» **DOCUMENT EXTRACT**:
------------------------------------------------------------------------

So I'm going to overcompensate with.
Is overcompensation the key to success?
Yes.
That's a good question.
I really wonder.
Because if you go.
Like, I think the overcompensation.
And then also there's something where most successful people just don't see anything wrong with the way they navigate life.
Like they don't second guess themselves.
It's like, it's like, no, I'm, I, I focus like a stallion wearing that fucking thing.
Yeah, yeah, yeah, yeah.
It's like, I see that characteristics with a lot of, you know, is that overcompensation?
No, I think it's the combination of those two things.
So if you have like, maybe not necessarily overcompensation, it could also just be like a crazy amount of confidence.
And then also what you don't have that thing that most people have that makes them doubt themselves.
Right.
I really wonder if what we call perfectionism or whatever it is is a version of overcompensation.

------------------------------------------------------------------------

» **DATA SUPPLIED**:
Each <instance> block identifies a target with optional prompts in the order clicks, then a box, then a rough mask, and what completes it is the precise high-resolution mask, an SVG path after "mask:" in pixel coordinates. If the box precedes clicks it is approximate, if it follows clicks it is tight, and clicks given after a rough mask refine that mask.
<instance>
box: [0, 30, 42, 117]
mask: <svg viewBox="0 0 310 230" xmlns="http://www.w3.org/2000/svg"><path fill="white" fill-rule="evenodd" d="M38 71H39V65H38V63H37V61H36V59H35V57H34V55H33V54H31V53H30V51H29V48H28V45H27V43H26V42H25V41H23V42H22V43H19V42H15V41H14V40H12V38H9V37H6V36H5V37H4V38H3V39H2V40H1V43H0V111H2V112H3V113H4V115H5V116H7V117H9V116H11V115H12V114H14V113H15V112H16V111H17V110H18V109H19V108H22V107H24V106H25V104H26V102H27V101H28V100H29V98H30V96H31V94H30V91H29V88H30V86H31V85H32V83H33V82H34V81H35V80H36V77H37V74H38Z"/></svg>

------------------------------------------------------------------------

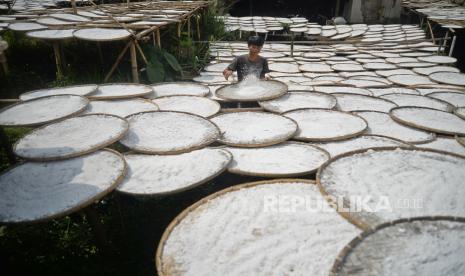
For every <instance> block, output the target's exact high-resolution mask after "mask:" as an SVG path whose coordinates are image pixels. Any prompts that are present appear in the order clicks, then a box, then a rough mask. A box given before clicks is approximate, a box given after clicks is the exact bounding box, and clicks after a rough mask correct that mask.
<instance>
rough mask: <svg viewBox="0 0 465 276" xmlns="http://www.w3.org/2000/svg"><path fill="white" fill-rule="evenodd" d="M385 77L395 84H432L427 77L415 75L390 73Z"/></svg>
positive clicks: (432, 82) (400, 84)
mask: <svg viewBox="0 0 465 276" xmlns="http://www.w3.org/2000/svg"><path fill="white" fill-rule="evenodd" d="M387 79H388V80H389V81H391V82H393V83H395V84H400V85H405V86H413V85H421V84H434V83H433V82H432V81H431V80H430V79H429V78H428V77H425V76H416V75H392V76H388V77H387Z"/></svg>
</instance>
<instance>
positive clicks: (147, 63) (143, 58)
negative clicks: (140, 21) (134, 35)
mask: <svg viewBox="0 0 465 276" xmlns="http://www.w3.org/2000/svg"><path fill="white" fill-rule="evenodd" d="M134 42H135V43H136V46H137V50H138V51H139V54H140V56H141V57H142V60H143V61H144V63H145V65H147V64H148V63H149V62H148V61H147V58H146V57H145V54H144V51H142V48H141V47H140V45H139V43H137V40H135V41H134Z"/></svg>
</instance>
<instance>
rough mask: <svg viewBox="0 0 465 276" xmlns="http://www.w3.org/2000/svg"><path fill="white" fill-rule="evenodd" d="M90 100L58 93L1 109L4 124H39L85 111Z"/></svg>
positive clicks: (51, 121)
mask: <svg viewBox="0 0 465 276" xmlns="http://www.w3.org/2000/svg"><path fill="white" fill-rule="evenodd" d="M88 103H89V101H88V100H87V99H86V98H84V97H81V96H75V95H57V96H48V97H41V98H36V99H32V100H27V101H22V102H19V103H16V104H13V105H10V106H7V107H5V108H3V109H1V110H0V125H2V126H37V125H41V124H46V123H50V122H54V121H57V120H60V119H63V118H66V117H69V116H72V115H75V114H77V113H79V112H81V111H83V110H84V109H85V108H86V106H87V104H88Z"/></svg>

------------------------------------------------------------------------

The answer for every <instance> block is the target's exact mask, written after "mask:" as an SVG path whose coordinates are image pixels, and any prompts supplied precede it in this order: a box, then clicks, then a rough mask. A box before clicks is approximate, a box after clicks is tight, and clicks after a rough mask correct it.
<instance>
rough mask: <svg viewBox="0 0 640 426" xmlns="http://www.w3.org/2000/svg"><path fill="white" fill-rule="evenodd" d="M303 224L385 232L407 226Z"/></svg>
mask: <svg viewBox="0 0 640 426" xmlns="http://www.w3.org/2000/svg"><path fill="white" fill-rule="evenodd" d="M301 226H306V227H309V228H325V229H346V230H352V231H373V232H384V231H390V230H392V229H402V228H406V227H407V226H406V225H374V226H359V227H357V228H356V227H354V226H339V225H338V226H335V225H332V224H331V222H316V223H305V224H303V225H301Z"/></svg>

------------------------------------------------------------------------

» **REQUIRED ACTION A**: In the overcompensation transcript, rewrite the paragraph beginning "And then also there's something" more briefly, keeping its main point.
» **REQUIRED ACTION B**: Please extend the overcompensation transcript with a few more lines of conversation, beginning after its final line.
The listing is separate material, unrelated to the overcompensation transcript.

» **ANSWER SECTION A**: Most successful people see nothing wrong with how they navigate life.

» **ANSWER SECTION B**:
Like, I wonder if when we're cutting a clip and we're like shaving every word down and like changing, oh, this line needs this and this line needs that.
Instead of like, I want it to be perfect, it's, I don't want people to think a way about me that I think about myself.
Yeah.
I talked to my cousin once who's this.
Does that make sense?
Yeah.
I talked to my cousin who's a psychiatrist.
Yeah.
And I was like, yeah, yeah.
And I was like, so is our girl?
You dying?
She's dying.
Let her die.
Let her die.
She's all good.
Go on.
Is our entire personality just defense mechanisms?
And he's like, yeah, basically.
You navigate the world because you don't want to get made fun of for these things you're insecure about.
And that forms pretty much your entire personality.
My God, dudes.
I think this dog is legit dying.
Pass me the dog, yo.
What if the dog dies on the podcast?
I mean, that'd be kind of fire.
You know what I mean?
Let me see this thing.
Yeah, I wonder.
I really wonder, man.
I wonder if that's the key.
I wonder if it's hard to be successful at all if you're not, if you're not carrying some sort of insecurity.
Because if you felt completely satisfied with everything about yourself, we wouldn't do this.
You wouldn't put out work for people to judge.
Nope.
Like all these, like, that's why you got to be a little skeptical of all these like Instagram gurus.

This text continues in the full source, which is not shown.